Цитируемый текст »
# # # #
Парадигма российской политики: реализм vs либерализм
Этим материалом я начинаю цикл авторских экспертных текстов в телеграм-канале Незыгарь.
Я не знаю, что такое «зыгарь», и связано ли это как-то с немецким словом «победа» или с греческим «молчание». В постмодернистской действительности это не имеет значения.
У Демокрита есть такой термин «дэн»(δέν), которым он называл атомы. Образован он как раз вычитанием отрицательной частицы «не», «οὐ» из самостоятельного слова οὐδέν, то есть «ничто», «пустота». Атом таким образом есть непустота, не ничто, но… и не нечто. Дело в том, что частица δέν, оставшаяся от слова, не означает «что», «что-то» (как в русском или английском аналогах – ни-что, no-thing). Она по смыслу, скорее, совпадает с русской частицей «же»
Будем считать, что «не-зыгарь» первичен, а «зыгаря» -- как демокритовского «дэн», не существует.
Итак, обратимся прежде всего к первичной картографии российского политического пространства. Для корректной политологии – семантический мэппинг превыше всего.
Все процессы, протекающие в российской политике, как правило, рассматриваются в слишком большом приближении.
Детали различаются контрастно, но вот образ целого совершенно расплывается.
# # # #
Записи данных »
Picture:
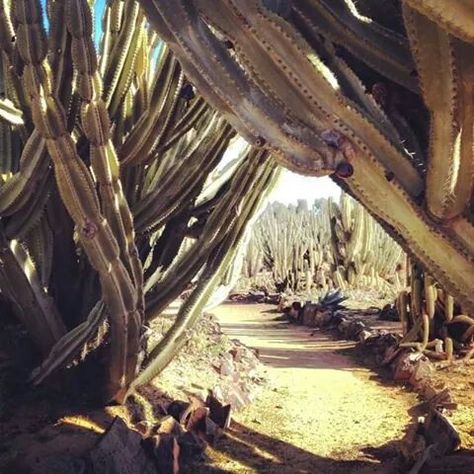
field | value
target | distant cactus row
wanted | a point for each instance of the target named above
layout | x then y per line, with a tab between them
377	94
328	246
111	201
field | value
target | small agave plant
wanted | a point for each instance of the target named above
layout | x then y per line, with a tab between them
109	201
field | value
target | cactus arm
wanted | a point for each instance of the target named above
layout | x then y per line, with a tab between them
456	16
212	275
143	133
187	121
150	212
382	49
22	185
39	242
76	189
66	348
20	283
96	126
119	53
198	49
448	264
184	269
291	52
29	214
447	81
9	113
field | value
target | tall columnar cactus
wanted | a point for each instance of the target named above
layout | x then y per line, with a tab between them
# # # #
Задания упражнения »
#1 Перечислите все языки, которые упоминаются в цитируемом тексте.
#2 Воспроизведите дословно фрагмент цитируемого текста от слов «Итак, обратимся прежде» до слов «мэппинг превыше всего.» включительно.
Записи представляют собой самостоятельный материал.

Ответы по заданиям »
#1 Немецкий, греческий, русский, английский.

#2
Итак, обратимся прежде всего к первичной картографии российского политического пространства. Для корректной политологии – семантический мэппинг превыше всего.